**A fazer:**
**a)** Transcreva do excerto do acórdão o trecho que começa em "Hampshire County Council contra" e termina em "da sua notificação.".
**b)** Indique se cada afirmação está de acordo com o excerto do acórdão, respondendo sim ou não e citando as palavras que o decidem: (i) o acórdão foi proferido pela Primeira Secção do Tribunal de Justiça em 19 de setembro de 2018; (ii) os pedidos de decisão prejudicial foram apresentados por um tribunal do Reino Unido; (iii) o acórdão diz respeito a dois processos apensos.
**c)** Retome o excerto do acórdão sobre rapto internacional de crianças a partir do ponto em que termina.

Acórdão do Tribunal de Justiça (Primeira Secção) de 19 de setembro de 2018.
Hampshire County Council contra C.E. e N.E.
Reenvio prejudicial — Processo prejudicial urgente — Cooperação judiciária em matéria civil — Competência, reconhecimento e execução de decisões em matéria matrimonial e em matéria de responsabilidade parental — Rapto internacional de crianças — Regulamento (CE) n.o 2201/2003 — Artigo 11.o — Pedido de regresso — Convenção de Haia de 25 de outubro de 1980 — Pedido de declaração de executoriedade — Recurso — Carta dos Direitos Fundamentais da União Europeia — Artigo 47.o — Direito a um recurso efetivo — Prazo de interposição do recurso — Despacho de exequatur — Execução antes da sua notificação.
Processos apensos C-325/18 PPU e C-375/18 PPU.

Processos apensos C‑325/18 PPU e C‑375/18 PPU

Hampshire County Council

contra

C.E.

e

N.E.

[pedidos de decisão prejudicial apresentados pela Court of Appeal (Irlanda)]

«Reenvio prejudicial — Processo prejudicial urgente — Cooperação judiciária em matéria civil — Competência, reconhecimento e execução de decisões em matéria matrimonial e em matéria de responsabilidade parental — Rapto internacional de crianças — Regulamento (CE) n.o 2201/2003 — Artigo 11.o — Pedido de regresso — Convenção de Haia de 25 de outubro de 1980 — Pedido de declaração de executoriedade — Recurso — Carta dos Direitos Fundamentais da União Europeia — Artigo 47.o — Direito a um recurso efetivo — Prazo de interposição do recurso — Despacho de exequatur — Execução antes da sua notificação»

**Entradas apresentadas:**
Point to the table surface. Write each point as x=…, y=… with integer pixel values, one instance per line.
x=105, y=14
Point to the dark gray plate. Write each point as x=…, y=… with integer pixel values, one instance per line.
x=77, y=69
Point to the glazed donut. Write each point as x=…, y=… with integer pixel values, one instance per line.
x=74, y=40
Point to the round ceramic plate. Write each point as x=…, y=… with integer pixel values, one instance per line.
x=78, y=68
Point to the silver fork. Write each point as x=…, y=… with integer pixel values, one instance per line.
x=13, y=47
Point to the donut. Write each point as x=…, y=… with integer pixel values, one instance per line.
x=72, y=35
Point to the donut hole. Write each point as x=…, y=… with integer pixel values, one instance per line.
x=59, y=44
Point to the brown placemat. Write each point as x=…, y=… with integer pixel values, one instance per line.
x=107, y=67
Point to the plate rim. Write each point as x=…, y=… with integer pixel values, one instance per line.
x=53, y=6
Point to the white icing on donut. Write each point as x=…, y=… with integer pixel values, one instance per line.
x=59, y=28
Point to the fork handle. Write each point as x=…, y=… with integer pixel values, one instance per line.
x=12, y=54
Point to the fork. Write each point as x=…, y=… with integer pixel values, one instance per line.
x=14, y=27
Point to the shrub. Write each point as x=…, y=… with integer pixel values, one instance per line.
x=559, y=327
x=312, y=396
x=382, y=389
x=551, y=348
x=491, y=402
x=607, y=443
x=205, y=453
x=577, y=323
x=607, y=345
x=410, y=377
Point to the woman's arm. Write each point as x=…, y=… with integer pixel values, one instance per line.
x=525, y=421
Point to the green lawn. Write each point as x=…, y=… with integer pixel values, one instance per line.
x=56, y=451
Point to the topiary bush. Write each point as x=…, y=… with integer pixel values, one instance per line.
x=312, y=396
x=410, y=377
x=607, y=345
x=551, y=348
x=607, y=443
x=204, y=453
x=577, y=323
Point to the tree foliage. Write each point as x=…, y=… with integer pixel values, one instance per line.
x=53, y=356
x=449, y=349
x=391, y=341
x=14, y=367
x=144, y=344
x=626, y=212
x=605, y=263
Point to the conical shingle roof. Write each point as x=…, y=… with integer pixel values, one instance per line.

**Lista de respostas:**
**a)**
Hampshire County Council contra C.E. e N.E.
Reenvio prejudicial — Processo prejudicial urgente — Cooperação judiciária em matéria civil — Competência, reconhecimento e execução de decisões em matéria matrimonial e em matéria de responsabilidade parental — Rapto internacional de crianças — Regulamento (CE) n.o 2201/2003 — Artigo 11.o — Pedido de regresso — Convenção de Haia de 25 de outubro de 1980 — Pedido de declaração de executoriedade — Recurso — Carta dos Direitos Fundamentais da União Europeia — Artigo 47.o — Direito a um recurso efetivo — Prazo de interposição do recurso — Despacho de exequatur — Execução antes da sua notificação.

**b)**
(i) Sim: "Acórdão do Tribunal de Justiça (Primeira Secção) de 19 de setembro de 2018."
(ii) Não: "[pedidos de decisão prejudicial apresentados pela Court of Appeal (Irlanda)]"
(iii) Sim: "Processos apensos C-325/18 PPU e C-375/18 PPU."

**c)**
Sumário — Acórdão do Tribunal de Justiça (Primeira Secção) de 19 de setembro de 2018

  1. Questões prejudiciais — Processo prejudicial urgente — Requisitos — Separação e afastamento de uma criança de tenra idade da sua mãe — Diligências realizadas por um organismo público para a adoção de uma criança

    (Regulamento de Processo do Tribunal de Justiça, artigo 107.o; Regulamento n.o 2201/2003 do Conselho)

  2. Cooperação judiciária em matéria civil — Competência, reconhecimento e execução de decisões em matéria matrimonial e de responsabilidade parental — Regulamento n.o 2201/2003 — Reconhecimento e execução — Âmbito de aplicação — Decisão de um órgão jurisdicional de um Estado‑Membro que ordena o regresso de uma criança, proferida sem um pedido baseado na Convenção de Haia de 1980 — Execução dessa decisão de acordo com as disposições gerais do capítulo III do regulamento — Admissibilidade

    (Regulamento n.o 2201/2003 do Conselho, considerando 17 e capítulo III)

  3. Cooperação judiciária em matéria civil — Competência, reconhecimento e execução de decisões em matéria matrimonial e de responsabilidade parental — Regulamento n.o 2201/2003 — Âmbito de aplicação — Conceito de «matérias civis» — Interpretação autónoma

    (Regulamento n.o 2201/2003 do Conselho, artigo 1.o, n.o 1)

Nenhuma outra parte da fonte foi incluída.